▶ _TO BE DONE_: All of the data below must be repeated exactly.

-- start --

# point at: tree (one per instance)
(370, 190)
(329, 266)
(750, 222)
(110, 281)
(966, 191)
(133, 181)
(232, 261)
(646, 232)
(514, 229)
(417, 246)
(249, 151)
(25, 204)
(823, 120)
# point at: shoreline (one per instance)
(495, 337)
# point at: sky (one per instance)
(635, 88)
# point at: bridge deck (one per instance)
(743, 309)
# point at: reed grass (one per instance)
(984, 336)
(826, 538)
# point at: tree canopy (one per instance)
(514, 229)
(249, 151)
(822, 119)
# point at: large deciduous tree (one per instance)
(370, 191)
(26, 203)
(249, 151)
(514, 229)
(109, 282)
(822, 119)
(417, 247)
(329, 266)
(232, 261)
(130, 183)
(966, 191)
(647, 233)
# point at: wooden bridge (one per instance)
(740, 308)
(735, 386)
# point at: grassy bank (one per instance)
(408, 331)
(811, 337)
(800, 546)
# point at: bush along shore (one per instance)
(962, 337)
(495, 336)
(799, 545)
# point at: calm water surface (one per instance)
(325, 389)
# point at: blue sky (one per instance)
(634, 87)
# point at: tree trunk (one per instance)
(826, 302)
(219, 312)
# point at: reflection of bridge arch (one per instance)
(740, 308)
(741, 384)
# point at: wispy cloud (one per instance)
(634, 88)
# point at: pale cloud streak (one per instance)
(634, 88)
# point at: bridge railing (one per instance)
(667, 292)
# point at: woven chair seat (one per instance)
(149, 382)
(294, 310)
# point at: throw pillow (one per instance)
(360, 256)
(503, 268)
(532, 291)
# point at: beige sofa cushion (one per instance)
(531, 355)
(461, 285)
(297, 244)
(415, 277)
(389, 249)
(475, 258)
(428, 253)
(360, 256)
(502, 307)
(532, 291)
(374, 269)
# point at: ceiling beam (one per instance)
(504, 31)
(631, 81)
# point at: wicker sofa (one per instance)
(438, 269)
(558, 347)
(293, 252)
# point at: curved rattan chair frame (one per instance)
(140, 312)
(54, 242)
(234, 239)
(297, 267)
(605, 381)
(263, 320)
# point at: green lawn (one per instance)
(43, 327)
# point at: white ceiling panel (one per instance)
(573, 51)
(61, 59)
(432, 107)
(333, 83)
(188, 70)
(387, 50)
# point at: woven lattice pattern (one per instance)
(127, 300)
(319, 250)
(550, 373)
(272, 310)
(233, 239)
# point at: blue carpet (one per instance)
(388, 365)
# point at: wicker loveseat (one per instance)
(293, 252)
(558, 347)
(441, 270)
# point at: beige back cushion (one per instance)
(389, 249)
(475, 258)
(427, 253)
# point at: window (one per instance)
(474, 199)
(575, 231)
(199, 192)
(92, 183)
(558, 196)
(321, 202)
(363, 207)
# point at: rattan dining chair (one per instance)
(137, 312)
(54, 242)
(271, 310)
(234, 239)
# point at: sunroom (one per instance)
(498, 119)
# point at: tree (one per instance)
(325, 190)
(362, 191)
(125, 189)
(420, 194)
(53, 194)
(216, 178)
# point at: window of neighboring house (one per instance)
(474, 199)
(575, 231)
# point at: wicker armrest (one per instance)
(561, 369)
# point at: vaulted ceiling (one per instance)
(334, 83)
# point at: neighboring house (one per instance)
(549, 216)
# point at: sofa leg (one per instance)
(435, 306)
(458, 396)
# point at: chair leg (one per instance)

-- end --

▶ _COMPLETE OUTPUT_:
# point at: tree (one per instance)
(370, 190)
(329, 266)
(750, 222)
(110, 281)
(966, 191)
(133, 181)
(232, 261)
(646, 232)
(514, 229)
(417, 246)
(249, 151)
(25, 204)
(823, 120)
# point at: shoreline (one per instance)
(495, 337)
# point at: sky (one per instance)
(635, 88)
# point at: bridge deck (one per instance)
(743, 309)
# point at: reed grass (one per instance)
(984, 336)
(826, 538)
# point at: tree canopy (one per instance)
(514, 229)
(249, 151)
(822, 119)
# point at: large deciduous tree (one per instance)
(370, 191)
(26, 203)
(249, 151)
(514, 229)
(109, 282)
(822, 119)
(417, 247)
(329, 266)
(232, 261)
(130, 183)
(966, 191)
(647, 233)
# point at: wooden bridge (one per instance)
(740, 308)
(735, 386)
# point at: grassy bank (one per instance)
(408, 331)
(811, 337)
(800, 546)
# point at: bush along shore (one per instance)
(962, 337)
(495, 336)
(799, 545)
# point at: calm water surface (one per instance)
(325, 389)
# point at: blue sky (one per instance)
(634, 87)
# point at: tree trunk (one per instance)
(826, 302)
(219, 312)
# point at: reflection of bridge arch (one per instance)
(740, 308)
(741, 384)
# point at: wispy cloud (one per instance)
(634, 88)
# point at: pale cloud streak (one per instance)
(634, 88)
# point at: bridge railing (one per instance)
(667, 292)
# point at: woven chair seat (one per instance)
(149, 382)
(294, 310)
# point at: throw pillow (one per instance)
(360, 256)
(503, 268)
(532, 291)
# point at: beige sofa cushion (one per instance)
(531, 355)
(461, 285)
(297, 244)
(415, 277)
(389, 249)
(475, 258)
(428, 253)
(360, 256)
(502, 307)
(532, 291)
(374, 269)
# point at: ceiling beam (one per instance)
(504, 31)
(631, 81)
# point at: wicker sofa (one per instance)
(438, 269)
(558, 347)
(293, 252)
# point at: curved rattan chair frame (one per instance)
(140, 312)
(54, 242)
(234, 239)
(297, 267)
(605, 381)
(263, 320)
# point at: green lawn (one per instance)
(43, 327)
# point at: white ceiling panel (one per instance)
(573, 51)
(61, 59)
(432, 107)
(333, 83)
(188, 70)
(387, 50)
# point at: woven lattice pattern (one per instance)
(127, 300)
(319, 250)
(550, 373)
(272, 310)
(233, 239)
# point at: blue carpet (one per instance)
(388, 365)
# point at: wicker loveseat (one per instance)
(293, 252)
(558, 347)
(441, 270)
# point at: beige back cushion (one per instance)
(389, 249)
(475, 258)
(427, 253)
# point at: window (one per instance)
(474, 199)
(575, 231)
(199, 192)
(92, 183)
(558, 196)
(321, 202)
(363, 207)
# point at: rattan dining chair (one per instance)
(137, 312)
(54, 242)
(271, 310)
(234, 239)
# point at: sunroom (one per instance)
(498, 119)
# point at: tree (one per instance)
(325, 190)
(362, 191)
(125, 189)
(420, 194)
(53, 194)
(216, 178)
# point at: window of neighboring house (one per instance)
(474, 199)
(575, 231)
# point at: wicker armrest (one per instance)
(561, 369)
# point at: vaulted ceiling (one per instance)
(334, 83)
# point at: neighboring house (one per instance)
(549, 216)
# point at: sofa leg (one per instance)
(435, 306)
(458, 396)
# point at: chair leg (one per instance)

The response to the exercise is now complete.